### [Instruction]
Put the lines of the records, from the line containing "of the driftwood." through the end of the records, into a Markdown table with the columns Row and Line, leaving out blank lines.

### [Data shown]
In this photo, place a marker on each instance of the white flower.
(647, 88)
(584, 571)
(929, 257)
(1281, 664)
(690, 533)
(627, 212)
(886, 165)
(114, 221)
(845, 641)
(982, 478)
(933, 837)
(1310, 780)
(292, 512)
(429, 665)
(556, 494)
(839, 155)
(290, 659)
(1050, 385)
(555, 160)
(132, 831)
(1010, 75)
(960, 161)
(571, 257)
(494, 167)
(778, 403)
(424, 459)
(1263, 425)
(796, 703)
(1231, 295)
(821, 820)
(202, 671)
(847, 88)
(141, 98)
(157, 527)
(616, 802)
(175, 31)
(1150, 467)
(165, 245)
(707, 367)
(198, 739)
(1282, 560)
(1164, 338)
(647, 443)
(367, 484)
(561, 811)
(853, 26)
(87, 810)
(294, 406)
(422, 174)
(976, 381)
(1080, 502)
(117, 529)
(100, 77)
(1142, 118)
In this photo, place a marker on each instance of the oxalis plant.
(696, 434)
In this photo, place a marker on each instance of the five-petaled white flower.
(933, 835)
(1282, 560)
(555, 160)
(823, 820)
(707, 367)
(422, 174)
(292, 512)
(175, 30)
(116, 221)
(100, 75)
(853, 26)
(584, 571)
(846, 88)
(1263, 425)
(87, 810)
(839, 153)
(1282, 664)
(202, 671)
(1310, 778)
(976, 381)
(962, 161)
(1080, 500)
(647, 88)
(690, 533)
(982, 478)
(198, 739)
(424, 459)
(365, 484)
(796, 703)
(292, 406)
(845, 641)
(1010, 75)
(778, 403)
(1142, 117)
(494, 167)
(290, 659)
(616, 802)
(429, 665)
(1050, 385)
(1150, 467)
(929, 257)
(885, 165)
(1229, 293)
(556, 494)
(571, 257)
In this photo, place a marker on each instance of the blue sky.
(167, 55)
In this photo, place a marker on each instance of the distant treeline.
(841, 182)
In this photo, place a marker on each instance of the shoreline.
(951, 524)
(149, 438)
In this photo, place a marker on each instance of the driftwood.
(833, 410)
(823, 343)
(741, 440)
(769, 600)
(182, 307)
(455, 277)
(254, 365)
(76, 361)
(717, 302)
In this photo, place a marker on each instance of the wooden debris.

### [Exercise result]
| Row | Line |
|---|---|
| 1 | In this photo, place a marker on each instance of the driftwood. |
| 2 | (833, 410) |
| 3 | (823, 343) |
| 4 | (741, 440) |
| 5 | (769, 600) |
| 6 | (182, 307) |
| 7 | (455, 277) |
| 8 | (254, 365) |
| 9 | (76, 361) |
| 10 | (717, 302) |
| 11 | In this photo, place a marker on each instance of the wooden debris. |